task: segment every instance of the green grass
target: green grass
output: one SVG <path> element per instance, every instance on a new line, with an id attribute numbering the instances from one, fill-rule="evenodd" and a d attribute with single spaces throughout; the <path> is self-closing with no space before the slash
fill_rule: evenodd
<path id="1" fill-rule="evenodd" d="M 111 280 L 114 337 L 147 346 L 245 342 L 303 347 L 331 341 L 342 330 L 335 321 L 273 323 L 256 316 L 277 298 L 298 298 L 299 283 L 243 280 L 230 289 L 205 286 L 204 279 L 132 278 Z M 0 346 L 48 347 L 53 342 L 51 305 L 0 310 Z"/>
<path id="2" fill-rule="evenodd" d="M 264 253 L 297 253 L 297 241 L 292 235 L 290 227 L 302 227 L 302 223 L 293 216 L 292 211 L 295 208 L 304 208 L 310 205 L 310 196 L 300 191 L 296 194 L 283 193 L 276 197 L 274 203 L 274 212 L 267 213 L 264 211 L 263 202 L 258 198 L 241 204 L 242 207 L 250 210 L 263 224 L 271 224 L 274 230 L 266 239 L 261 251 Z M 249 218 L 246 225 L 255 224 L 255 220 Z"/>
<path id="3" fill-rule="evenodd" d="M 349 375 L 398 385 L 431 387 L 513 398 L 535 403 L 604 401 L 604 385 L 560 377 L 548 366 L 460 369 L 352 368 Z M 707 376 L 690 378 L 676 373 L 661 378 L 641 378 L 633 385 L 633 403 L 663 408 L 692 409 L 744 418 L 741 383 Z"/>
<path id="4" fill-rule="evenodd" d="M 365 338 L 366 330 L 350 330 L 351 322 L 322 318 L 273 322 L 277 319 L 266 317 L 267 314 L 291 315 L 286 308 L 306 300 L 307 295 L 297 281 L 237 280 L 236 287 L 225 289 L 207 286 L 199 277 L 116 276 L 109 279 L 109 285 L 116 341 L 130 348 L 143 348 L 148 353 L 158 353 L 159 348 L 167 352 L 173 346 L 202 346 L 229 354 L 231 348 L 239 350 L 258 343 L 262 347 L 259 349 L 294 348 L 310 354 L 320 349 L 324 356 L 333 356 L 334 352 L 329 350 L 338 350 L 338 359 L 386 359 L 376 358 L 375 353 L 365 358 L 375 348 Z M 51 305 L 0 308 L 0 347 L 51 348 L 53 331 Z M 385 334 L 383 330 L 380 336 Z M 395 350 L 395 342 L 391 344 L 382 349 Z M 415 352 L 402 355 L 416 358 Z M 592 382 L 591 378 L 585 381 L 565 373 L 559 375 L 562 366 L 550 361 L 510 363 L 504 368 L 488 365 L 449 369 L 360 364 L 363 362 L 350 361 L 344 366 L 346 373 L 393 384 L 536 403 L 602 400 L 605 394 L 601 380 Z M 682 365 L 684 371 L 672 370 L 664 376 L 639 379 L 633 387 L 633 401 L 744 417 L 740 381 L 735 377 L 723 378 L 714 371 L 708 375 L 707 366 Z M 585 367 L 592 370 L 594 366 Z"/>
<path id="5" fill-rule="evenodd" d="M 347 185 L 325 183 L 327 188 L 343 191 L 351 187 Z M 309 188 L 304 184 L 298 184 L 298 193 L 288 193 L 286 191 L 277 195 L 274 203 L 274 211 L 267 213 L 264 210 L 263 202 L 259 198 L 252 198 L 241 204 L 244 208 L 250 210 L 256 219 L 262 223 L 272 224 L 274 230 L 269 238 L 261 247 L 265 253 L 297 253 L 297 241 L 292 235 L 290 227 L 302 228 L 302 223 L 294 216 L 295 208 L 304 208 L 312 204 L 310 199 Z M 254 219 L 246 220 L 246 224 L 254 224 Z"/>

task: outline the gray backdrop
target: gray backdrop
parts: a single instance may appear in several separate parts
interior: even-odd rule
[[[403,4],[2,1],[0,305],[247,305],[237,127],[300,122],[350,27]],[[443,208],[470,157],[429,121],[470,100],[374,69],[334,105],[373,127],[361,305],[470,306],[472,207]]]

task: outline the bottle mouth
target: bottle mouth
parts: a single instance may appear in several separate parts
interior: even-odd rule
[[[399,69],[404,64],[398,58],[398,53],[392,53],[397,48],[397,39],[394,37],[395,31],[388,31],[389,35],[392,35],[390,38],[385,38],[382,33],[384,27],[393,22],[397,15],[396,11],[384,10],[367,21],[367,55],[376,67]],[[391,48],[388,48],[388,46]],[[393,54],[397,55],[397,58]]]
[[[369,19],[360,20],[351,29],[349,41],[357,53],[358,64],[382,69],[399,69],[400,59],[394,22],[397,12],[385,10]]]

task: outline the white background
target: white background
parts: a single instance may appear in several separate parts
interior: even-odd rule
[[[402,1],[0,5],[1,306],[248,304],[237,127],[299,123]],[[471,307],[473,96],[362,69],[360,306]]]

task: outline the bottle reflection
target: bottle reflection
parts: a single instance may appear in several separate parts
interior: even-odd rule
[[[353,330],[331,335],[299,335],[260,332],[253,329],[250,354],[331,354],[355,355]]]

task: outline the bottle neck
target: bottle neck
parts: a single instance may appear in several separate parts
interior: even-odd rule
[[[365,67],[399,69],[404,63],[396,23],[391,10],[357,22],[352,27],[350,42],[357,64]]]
+ + + +
Above are some records; repeat all of them exactly.

task: segment every instance of the green grass
target: green grass
output: one SVG <path> element per instance, every instance on a new line, with an id attribute numbering the instances from one, fill-rule="evenodd" and a d attribute with single spaces throughout; the <path> is self-closing with no space before the slash
fill_rule: evenodd
<path id="1" fill-rule="evenodd" d="M 111 280 L 114 337 L 147 346 L 245 342 L 303 347 L 331 341 L 342 330 L 335 321 L 273 323 L 256 316 L 277 298 L 298 298 L 299 283 L 243 280 L 230 289 L 205 286 L 204 279 L 132 278 Z M 0 346 L 48 347 L 53 342 L 51 305 L 0 310 Z"/>
<path id="2" fill-rule="evenodd" d="M 264 253 L 297 253 L 297 241 L 292 235 L 290 227 L 302 227 L 302 223 L 293 216 L 292 211 L 295 208 L 304 208 L 310 205 L 310 196 L 300 191 L 296 194 L 283 193 L 276 197 L 274 203 L 274 212 L 267 213 L 264 211 L 263 202 L 258 198 L 241 204 L 242 207 L 250 210 L 263 224 L 271 224 L 274 230 L 266 239 L 261 251 Z M 249 218 L 246 225 L 255 224 L 255 220 Z"/>
<path id="3" fill-rule="evenodd" d="M 349 375 L 398 385 L 431 387 L 513 398 L 535 403 L 604 401 L 604 385 L 560 377 L 548 366 L 460 369 L 352 368 Z M 707 376 L 690 378 L 676 373 L 661 378 L 641 378 L 633 385 L 633 403 L 663 408 L 692 409 L 744 418 L 741 383 Z"/>
<path id="4" fill-rule="evenodd" d="M 365 338 L 366 330 L 350 330 L 351 322 L 322 318 L 273 322 L 277 319 L 266 317 L 267 314 L 291 315 L 286 308 L 306 300 L 307 295 L 297 281 L 237 280 L 236 287 L 225 289 L 207 286 L 199 277 L 116 276 L 109 279 L 109 285 L 116 341 L 130 348 L 143 348 L 148 353 L 158 353 L 159 348 L 167 352 L 173 346 L 202 346 L 229 354 L 231 348 L 239 350 L 258 343 L 262 347 L 259 349 L 294 348 L 310 354 L 320 349 L 324 356 L 333 356 L 334 352 L 329 350 L 338 350 L 338 359 L 386 359 L 376 358 L 375 353 L 365 358 L 375 348 Z M 51 305 L 0 308 L 0 347 L 51 348 L 53 331 Z M 385 334 L 383 330 L 380 336 Z M 395 350 L 395 342 L 391 344 L 382 349 Z M 415 352 L 402 355 L 416 358 Z M 592 382 L 591 378 L 585 381 L 565 373 L 559 375 L 562 366 L 550 361 L 510 363 L 504 368 L 488 365 L 449 369 L 360 364 L 363 362 L 350 361 L 344 366 L 346 373 L 393 384 L 536 403 L 602 400 L 605 394 L 601 380 Z M 682 365 L 684 371 L 672 370 L 664 376 L 639 379 L 633 387 L 633 401 L 744 417 L 740 381 L 735 377 L 723 378 L 714 371 L 708 375 L 707 366 Z M 585 367 L 592 370 L 594 366 Z"/>
<path id="5" fill-rule="evenodd" d="M 347 185 L 325 183 L 327 188 L 343 191 L 351 187 Z M 309 188 L 304 184 L 298 184 L 298 193 L 288 193 L 286 191 L 277 195 L 274 203 L 274 211 L 267 213 L 264 210 L 263 202 L 259 198 L 252 198 L 241 204 L 244 208 L 250 210 L 256 219 L 262 223 L 272 224 L 274 230 L 269 238 L 261 247 L 265 253 L 297 253 L 297 241 L 292 235 L 290 227 L 302 228 L 302 223 L 294 216 L 295 208 L 304 208 L 312 204 L 310 199 Z M 254 219 L 246 220 L 246 224 L 254 224 Z"/>

task: outline the gray backdrop
target: gray backdrop
parts: a single instance may appear in several separate parts
interior: even-odd rule
[[[403,4],[2,1],[0,305],[247,305],[237,127],[300,122],[350,27]],[[443,208],[470,157],[429,121],[470,100],[374,69],[334,105],[373,127],[361,305],[470,306],[472,207]]]

task: outline the bottle mouth
target: bottle mouth
parts: a single instance may appear in several separate parts
interior: even-odd rule
[[[399,69],[404,64],[398,58],[398,53],[392,53],[397,48],[397,39],[394,37],[395,31],[388,31],[389,35],[392,35],[390,38],[385,38],[382,33],[384,27],[393,22],[397,15],[396,11],[384,10],[367,21],[367,55],[376,67]],[[391,48],[388,48],[388,46]],[[393,54],[397,55],[397,58]]]
[[[369,19],[360,20],[351,29],[349,41],[357,53],[358,64],[382,69],[399,69],[400,59],[394,22],[397,12],[385,10]]]

task: outline the white background
target: white background
parts: a single instance may appear in several separate parts
interior: even-odd rule
[[[402,1],[0,5],[1,306],[248,304],[237,127],[299,123]],[[471,307],[473,96],[362,69],[360,306]]]

task: outline the bottle reflection
target: bottle reflection
parts: a single instance may appear in several separate parts
interior: even-odd rule
[[[353,330],[331,335],[299,335],[260,332],[253,329],[250,354],[331,354],[355,355]]]

task: outline the bottle neck
target: bottle neck
parts: a single instance may appear in several separate parts
interior: even-odd rule
[[[365,67],[399,69],[404,63],[396,23],[391,10],[357,22],[352,27],[350,42],[357,64]]]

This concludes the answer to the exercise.